== Selected passage ==
I presume that a lot of people who drop by this blog are familiar with Doron Zeilberger‘s opinions already. Even though a lot of people who know me personally get linked frequently to some or the other opinions of Zeilberger, I thought it would be a good idea to blog about them in any case, for I believe more people should know about them, even if the number is not high enough.

For a one line introduction, Doron Zeilberger is a noted Israeli mathematician who is presently a professor at Rutgers. He maintains a “blog” which has the title “Dr. Z’s Opinions” in which there are an assortment of views on topics broadly related to Mathematics. Zeilberger certainly has a flair for writing and oftentimes makes hard-hitting points which might outrage many (his latest writing on Turing for example is sure to make many people shake their heads in disagreement – me included) which usually could be seen as chipping away at commonly held opinions. All the interestingness about his opinions aside, his sense of humour makes them entertaining in any case. Even if one disagrees with them I would highly recommend them as long as one exercises some discretion in sifting through these Indiscrete Thoughts.

I found his opinions many years ago while searching for something witty about weekly colloquiums which I could send to some of my colleagues who somehow took pride in not going for them. Skipping colloquiums is a habit that I have not understood well. He wrote the following about it (Opinion 20):

Socrates said that one should always marry. If your spouse would turn out to be nice, then you’ll be a happy person. If your spouse would turn out to be a bitch/bastard, then you’ll become a philosopher.

The same thing can be said about the weekly colloquium. If the speaker is good, you’ll learn something new and interesting, usually outside your field. If the speaker is bad, you’ll feel that you have accomplished something painful, like fasting, or running a marathon, so while you may suffer during the talk, you’ll feel much better after it.

What prompted me to blog about his “blog” was a recent opinion of his. Some months ago when Endre Szemeredi won the Abel Prize, I got very excited, almost like a school boy and the next morning I went to the college library to see what the national dailies had to say about the achievement. To my surprise and dismay none of the dailies seem to have noticed it at all! Three or four days after that the New York Times carried a full page advertisement by Rutgers University having a great photo of Szemeredi, however that doesn’t count as news. I was delighted to see that Doron Zeilberger noticed this too and wrote about it (see his 122nd Opinion)
===
== Provided material ==
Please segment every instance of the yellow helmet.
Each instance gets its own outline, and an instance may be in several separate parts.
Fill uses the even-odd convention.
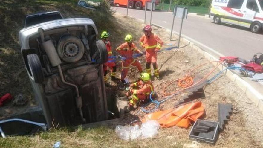
[[[151,79],[150,75],[146,72],[143,72],[141,74],[140,77],[142,80],[144,82],[149,81]]]
[[[128,42],[131,42],[132,40],[132,36],[130,34],[128,34],[125,37],[125,41]]]
[[[110,33],[107,32],[107,31],[105,31],[102,32],[101,34],[100,35],[100,37],[102,39],[109,37],[110,36]]]

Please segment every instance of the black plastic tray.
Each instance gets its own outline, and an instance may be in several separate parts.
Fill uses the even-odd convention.
[[[209,132],[200,132],[195,133],[193,129],[199,122],[202,122],[204,123],[210,123],[213,124],[214,126],[212,128],[212,129]],[[207,142],[214,144],[218,134],[219,128],[219,123],[218,122],[207,121],[201,120],[197,120],[194,126],[192,127],[190,133],[189,134],[189,138],[191,139],[193,139],[204,141]]]

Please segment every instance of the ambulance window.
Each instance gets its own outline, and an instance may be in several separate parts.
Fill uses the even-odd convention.
[[[227,7],[235,9],[240,9],[244,2],[244,0],[229,0]]]
[[[261,7],[261,10],[263,11],[263,0],[259,0],[259,4]]]
[[[259,12],[259,7],[258,7],[258,5],[257,4],[256,0],[247,0],[247,7],[252,11]]]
===
*The exercise*. Please write what comes next in the blog post about Doron Zeilberger's opinions above, starting right after its final sentence.

*Exercise response*.
Let me conclude by wishing Endre, “the computer science professor who never touched a computer”, many more beautiful and deep theorems, and console him (and us) that in a hundred years, and definitely in a thousand years, he would be remembered much more than any contemporary sports or movie star, and probably more than any living Nobel prize winner.

One of my all time favourite opinions of his is Opinion 62, which compares the opposing styles of genius of two men I have had the highest respect for – Israel Gelfand and Alexander Grothendieck. I often send it to people who I think are highly scientifically talented but somehow waste time in expending energy in useless causes than trying to do science (especially if one doesn’t have an intellect comparable to some fraction of Grothendieck’s)! I take the liberty of reproducing the entire opinion here –

I just finished reading Allyn Jackson’s fascinating two-part article about the great mathematical genius Alexandre Grothendieck (that appeared in the Notices of the Amer. Math. Soc.) , and Pierre Cartier’s extremely moving and deep essay `Une pays dont on ne conaitrait que le nom: Le “motifs” de Grothendieck’. (that appeared in the very interesting collection “Le Reel en mathematiques”, edited by P. Cartier and Nathalie Charraud, and that represents the proceedings of a conference about psychoanalysis and math).

In Pierre Cartier’s article, in addition to an attempt at a penetrating “psychoanalysis” he also gives a very lucid non-technical summary of Grothendieck’s mathematical contributions. From this it is clear that one of the greatest giants on whose shoulders Grothendieck stood was Israel Gelfand, whom I am very fortunate to know personally (I am one of the few (too few!) regulars that attend his weekly seminar at Rutgers). I couldn’t help notice the great contrast between these two Giants, and their opposing styles of Genius.

Myself, I am not even an amateaur psychoanalyst, but motives and psi aside, I can easily explain why Grothendieck stopped doing math a long time ago (hence, died, according to Erdos’s nomenclature), while Gelfand, at age 91, is as active and creative as ever.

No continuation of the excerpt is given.